* **ACTIVITY**:
Would you write out the lines from the one containing "Can you find the woman?" to the end of the records below, exactly and in full, please?

* **Point-per-instance localization data**:
= = = = =
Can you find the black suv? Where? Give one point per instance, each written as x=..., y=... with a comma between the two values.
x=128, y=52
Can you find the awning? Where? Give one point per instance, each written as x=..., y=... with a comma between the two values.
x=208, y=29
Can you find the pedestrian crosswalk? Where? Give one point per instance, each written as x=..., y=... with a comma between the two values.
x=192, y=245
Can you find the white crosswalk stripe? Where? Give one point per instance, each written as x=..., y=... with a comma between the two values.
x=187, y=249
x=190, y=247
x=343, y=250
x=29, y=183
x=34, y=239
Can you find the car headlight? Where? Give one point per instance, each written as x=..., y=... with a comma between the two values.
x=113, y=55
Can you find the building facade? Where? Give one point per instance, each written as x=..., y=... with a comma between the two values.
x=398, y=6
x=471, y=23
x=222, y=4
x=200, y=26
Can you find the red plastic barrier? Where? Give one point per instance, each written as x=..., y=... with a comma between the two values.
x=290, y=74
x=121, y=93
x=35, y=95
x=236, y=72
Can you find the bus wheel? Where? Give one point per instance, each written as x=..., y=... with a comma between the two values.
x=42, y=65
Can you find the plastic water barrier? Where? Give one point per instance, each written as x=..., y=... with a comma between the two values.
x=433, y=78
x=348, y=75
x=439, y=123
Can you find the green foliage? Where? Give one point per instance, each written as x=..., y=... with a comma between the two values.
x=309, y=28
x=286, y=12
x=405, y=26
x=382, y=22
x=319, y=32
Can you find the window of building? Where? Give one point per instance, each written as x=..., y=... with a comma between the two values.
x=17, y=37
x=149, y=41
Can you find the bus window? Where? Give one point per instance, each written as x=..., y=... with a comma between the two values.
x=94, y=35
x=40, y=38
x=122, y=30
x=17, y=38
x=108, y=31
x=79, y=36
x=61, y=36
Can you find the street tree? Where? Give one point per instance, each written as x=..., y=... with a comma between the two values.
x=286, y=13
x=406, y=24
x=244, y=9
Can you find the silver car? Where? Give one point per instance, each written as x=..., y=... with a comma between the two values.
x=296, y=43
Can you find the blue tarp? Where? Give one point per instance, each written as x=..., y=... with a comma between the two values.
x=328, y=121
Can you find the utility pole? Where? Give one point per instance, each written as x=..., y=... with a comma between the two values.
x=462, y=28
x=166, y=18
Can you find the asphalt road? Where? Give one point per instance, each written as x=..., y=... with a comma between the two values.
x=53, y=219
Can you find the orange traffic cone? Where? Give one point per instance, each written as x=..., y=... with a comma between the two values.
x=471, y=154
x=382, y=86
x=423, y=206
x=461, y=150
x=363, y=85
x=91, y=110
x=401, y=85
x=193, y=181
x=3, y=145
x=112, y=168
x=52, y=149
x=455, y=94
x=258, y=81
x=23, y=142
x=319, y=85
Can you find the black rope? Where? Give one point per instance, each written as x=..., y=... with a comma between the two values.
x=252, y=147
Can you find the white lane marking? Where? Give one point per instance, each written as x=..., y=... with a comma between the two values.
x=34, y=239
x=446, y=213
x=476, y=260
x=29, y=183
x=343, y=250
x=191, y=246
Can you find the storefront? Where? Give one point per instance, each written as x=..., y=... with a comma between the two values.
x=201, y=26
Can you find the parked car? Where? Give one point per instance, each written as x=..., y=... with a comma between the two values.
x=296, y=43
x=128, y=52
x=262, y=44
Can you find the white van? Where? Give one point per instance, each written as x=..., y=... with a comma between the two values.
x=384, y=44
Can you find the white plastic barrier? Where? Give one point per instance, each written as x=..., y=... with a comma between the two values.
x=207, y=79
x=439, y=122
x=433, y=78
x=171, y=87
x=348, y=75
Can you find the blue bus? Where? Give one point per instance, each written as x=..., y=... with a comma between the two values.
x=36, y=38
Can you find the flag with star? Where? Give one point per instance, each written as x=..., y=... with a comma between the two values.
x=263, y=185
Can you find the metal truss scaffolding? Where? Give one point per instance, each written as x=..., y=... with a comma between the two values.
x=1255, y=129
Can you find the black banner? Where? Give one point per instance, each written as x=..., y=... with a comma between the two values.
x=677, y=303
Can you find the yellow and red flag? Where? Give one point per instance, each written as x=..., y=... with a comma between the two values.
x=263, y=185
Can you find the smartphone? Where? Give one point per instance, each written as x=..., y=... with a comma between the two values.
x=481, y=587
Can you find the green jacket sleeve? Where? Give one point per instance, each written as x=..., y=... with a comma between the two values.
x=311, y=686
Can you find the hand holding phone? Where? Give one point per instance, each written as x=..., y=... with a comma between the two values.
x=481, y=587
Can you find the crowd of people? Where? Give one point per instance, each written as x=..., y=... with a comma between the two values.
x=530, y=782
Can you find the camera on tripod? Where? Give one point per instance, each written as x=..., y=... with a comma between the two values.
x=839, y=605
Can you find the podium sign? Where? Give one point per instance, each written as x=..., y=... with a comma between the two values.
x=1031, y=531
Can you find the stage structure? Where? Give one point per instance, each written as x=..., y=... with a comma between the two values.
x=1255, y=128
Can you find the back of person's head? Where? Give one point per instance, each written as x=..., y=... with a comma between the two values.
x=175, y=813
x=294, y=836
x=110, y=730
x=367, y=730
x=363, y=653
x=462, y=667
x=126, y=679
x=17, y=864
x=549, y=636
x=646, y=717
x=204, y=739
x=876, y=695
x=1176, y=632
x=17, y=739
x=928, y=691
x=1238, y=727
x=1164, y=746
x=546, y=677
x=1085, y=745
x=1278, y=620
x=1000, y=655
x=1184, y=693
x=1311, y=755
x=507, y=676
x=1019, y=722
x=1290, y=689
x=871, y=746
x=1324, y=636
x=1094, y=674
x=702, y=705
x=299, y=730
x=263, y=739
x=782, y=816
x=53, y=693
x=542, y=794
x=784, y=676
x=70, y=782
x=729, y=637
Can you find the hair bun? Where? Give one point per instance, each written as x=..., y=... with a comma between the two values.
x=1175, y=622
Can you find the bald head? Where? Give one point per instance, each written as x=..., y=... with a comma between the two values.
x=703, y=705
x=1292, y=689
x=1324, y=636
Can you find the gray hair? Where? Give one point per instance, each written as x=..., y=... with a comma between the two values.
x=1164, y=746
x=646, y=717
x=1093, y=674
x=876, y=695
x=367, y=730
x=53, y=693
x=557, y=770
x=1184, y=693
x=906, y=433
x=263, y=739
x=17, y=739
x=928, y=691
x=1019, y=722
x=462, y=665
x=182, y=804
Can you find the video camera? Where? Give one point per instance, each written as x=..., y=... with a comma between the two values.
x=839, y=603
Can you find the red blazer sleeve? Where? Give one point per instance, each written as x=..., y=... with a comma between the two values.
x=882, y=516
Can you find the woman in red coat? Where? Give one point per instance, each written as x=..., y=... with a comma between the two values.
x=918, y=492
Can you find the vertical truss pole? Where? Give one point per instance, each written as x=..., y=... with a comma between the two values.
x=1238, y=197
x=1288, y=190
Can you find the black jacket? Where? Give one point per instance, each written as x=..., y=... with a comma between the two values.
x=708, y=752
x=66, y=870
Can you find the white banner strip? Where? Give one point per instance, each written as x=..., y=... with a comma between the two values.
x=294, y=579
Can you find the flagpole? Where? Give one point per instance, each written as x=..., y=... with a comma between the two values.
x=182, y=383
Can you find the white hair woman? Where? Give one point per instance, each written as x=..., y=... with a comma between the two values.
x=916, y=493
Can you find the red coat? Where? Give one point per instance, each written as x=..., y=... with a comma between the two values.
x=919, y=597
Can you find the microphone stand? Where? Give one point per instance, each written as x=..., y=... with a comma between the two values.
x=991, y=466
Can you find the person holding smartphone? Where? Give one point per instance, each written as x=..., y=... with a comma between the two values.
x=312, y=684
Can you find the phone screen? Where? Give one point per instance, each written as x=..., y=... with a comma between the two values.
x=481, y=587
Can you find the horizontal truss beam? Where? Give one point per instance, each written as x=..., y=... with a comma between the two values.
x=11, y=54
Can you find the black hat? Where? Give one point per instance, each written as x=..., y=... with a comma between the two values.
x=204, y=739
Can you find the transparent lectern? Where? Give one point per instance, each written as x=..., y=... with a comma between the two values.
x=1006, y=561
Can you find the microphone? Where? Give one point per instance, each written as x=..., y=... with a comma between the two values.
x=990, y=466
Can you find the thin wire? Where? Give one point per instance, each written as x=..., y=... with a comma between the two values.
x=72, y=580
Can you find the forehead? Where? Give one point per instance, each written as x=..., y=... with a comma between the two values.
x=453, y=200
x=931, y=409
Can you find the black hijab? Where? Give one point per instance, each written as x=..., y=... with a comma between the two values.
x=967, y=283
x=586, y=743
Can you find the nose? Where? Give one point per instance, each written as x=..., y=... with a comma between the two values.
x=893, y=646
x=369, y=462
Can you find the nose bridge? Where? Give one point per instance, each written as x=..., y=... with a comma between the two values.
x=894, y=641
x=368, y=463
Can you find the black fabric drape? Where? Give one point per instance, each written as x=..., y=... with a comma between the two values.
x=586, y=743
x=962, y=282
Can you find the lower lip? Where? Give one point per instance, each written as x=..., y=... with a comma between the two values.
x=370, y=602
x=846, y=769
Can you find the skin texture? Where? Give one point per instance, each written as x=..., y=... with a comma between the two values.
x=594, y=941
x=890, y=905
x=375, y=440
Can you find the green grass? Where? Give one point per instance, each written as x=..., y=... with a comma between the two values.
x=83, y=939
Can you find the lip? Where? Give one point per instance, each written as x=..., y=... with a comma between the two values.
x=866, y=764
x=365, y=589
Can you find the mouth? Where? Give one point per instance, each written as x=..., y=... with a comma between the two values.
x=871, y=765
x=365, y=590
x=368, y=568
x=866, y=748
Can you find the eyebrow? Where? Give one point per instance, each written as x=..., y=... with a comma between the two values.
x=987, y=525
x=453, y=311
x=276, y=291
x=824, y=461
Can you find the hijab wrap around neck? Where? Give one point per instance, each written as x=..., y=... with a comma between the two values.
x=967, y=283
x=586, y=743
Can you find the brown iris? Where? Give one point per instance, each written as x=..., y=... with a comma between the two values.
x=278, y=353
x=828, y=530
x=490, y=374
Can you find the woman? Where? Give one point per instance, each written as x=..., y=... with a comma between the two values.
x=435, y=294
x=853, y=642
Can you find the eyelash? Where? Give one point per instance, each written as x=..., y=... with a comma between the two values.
= = = = =
* **RESPONSE TO THE TASK**:
Can you find the woman? Where? Give one point per instance, each written as x=..., y=... with a comma between the two values.
x=435, y=294
x=853, y=642
Can you find the eyelash? Where? Give one point per instance, each written as x=..., y=... with a comma between the two values.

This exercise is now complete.